Actualités :: France - Côte d’Ivoire : La politique de l’autruche

Dans le couscous politique presque indigeste de la Côte d’Ivoire, la France vient de mettre un gros grain de sable. A savoir, l’alignement de Paris sur les récentes décisions contestées par une partie des protagonistes de la crise qui n’ont jamais été consultés, de l’Union africaine et tendant à prolonger le mandat de Laurent Gbagbo pour un an jusqu’à la fin de la transition.

La France a même redigé et introduit un projet de résolution allant dans ce sens.

Membre permanent du Conseil de sécurité avec droit de veto, le comportement de Paris peut évidemment peser sur la direction que prendraient les débats autour du dossier ivoirien. La position de la France est-elle destinée à intimider et à dissuader à l’avance toute velléité de contestation de sa proposition ? On peut le penser.

Toujours est-il que l’attitude de la France dénote d’un parti pris inopportun et contreproductif en termes d’apaisement du climat plus que jamais explosif à l’approche de la date du 30 octobre. La France aurait dû se taire au regard de son parcours calamiteux dans la crise ivoirienne. Elle apparaît aujourd’hui disqualifiée pour jouer les pompiers.

Entrées de données enregistrées:
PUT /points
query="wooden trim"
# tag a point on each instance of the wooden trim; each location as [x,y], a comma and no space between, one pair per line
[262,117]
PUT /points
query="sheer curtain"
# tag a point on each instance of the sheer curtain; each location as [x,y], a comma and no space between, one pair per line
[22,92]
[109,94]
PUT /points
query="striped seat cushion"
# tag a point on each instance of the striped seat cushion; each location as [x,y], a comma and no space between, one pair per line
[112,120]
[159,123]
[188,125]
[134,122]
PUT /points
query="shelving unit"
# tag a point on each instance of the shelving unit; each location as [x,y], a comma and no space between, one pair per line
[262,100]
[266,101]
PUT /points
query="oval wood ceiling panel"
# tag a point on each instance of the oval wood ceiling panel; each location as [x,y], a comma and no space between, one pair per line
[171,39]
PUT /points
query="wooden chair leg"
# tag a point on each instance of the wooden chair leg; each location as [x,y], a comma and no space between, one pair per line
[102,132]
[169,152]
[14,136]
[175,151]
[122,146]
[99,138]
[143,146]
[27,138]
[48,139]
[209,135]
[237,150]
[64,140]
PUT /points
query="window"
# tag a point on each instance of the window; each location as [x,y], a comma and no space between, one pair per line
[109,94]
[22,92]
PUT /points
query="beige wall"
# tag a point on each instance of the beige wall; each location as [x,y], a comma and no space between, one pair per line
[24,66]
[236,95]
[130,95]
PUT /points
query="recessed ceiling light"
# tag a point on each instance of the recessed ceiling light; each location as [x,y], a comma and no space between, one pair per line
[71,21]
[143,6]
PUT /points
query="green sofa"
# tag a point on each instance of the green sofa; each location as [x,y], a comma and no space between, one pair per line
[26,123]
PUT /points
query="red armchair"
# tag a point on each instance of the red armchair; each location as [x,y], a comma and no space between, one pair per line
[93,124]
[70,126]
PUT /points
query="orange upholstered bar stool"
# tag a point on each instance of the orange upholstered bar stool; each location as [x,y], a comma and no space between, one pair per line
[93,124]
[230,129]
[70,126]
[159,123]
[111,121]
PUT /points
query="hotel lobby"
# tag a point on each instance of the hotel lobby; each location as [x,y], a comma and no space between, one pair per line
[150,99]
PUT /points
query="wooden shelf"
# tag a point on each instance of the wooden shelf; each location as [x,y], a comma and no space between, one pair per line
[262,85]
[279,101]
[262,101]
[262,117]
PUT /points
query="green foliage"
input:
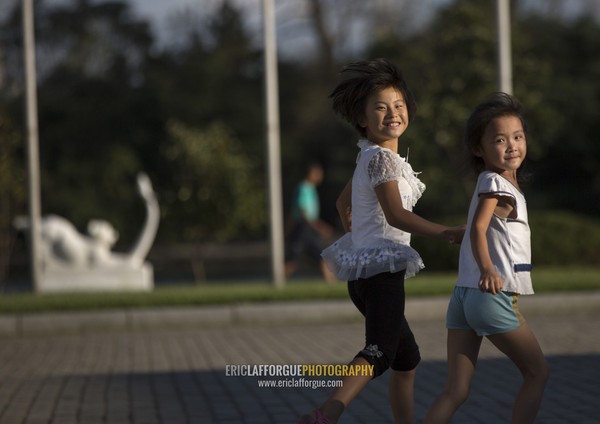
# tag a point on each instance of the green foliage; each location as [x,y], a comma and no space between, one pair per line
[12,185]
[558,238]
[112,104]
[214,187]
[564,238]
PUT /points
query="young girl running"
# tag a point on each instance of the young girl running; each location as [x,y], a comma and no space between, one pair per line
[376,255]
[494,266]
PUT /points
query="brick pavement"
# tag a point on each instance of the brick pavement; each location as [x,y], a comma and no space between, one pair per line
[178,376]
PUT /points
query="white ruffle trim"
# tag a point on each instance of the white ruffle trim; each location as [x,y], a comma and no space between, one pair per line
[350,263]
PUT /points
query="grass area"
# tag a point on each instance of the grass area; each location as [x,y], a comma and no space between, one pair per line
[424,284]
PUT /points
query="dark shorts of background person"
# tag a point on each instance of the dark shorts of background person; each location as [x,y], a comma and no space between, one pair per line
[303,240]
[389,342]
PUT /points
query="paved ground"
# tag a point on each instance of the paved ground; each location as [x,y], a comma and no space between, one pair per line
[172,375]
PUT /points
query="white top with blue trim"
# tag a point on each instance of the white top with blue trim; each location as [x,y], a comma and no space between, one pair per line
[509,239]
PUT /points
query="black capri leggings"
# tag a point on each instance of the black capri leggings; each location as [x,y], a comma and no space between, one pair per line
[389,339]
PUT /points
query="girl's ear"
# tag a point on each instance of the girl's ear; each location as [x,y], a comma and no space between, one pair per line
[362,121]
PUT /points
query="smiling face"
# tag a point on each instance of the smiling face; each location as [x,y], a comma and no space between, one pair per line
[503,146]
[386,117]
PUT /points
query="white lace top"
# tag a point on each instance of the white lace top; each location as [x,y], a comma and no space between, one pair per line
[374,246]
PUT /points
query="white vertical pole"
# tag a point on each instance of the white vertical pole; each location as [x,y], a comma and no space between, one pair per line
[33,163]
[273,141]
[504,46]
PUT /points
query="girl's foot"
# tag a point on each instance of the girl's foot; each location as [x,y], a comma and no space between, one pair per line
[315,417]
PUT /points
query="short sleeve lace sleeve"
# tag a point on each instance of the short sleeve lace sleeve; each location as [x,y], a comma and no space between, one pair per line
[384,167]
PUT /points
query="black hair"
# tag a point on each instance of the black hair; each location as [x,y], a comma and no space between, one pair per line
[363,79]
[497,105]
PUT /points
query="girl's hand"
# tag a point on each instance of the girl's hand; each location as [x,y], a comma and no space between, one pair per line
[454,234]
[490,282]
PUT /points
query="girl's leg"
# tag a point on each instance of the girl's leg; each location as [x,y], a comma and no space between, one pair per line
[523,349]
[463,349]
[401,392]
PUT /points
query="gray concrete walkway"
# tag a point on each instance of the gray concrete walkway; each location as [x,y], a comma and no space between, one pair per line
[175,372]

**Consignes**
A – Recopiez le passage de l'article sur la France et la Côte d'Ivoire, depuis « Membre permanent du » jusqu'à « peut le penser. » inclus.
B – Résumez en deux phrases l'article sur la France et la Côte d'Ivoire.

**Réponses par tâche**
A –
Membre permanent du Conseil de sécurité avec droit de veto, le comportement de Paris peut évidemment peser sur la direction que prendraient les débats autour du dossier ivoirien. La position de la France est-elle destinée à intimider et à dissuader à l’avance toute velléité de contestation de sa proposition ? On peut le penser.

B – La France s'est alignée sur des décisions contestées de l'Union africaine visant à prolonger d'un an le mandat de Laurent Gbagbo, et elle a même rédigé un projet de résolution en ce sens. Selon l'article, cette attitude partiale est contreproductive à l'approche du 30 octobre, et la France apparaît disqualifiée pour jouer les pompiers en raison de son parcours dans la crise ivoirienne.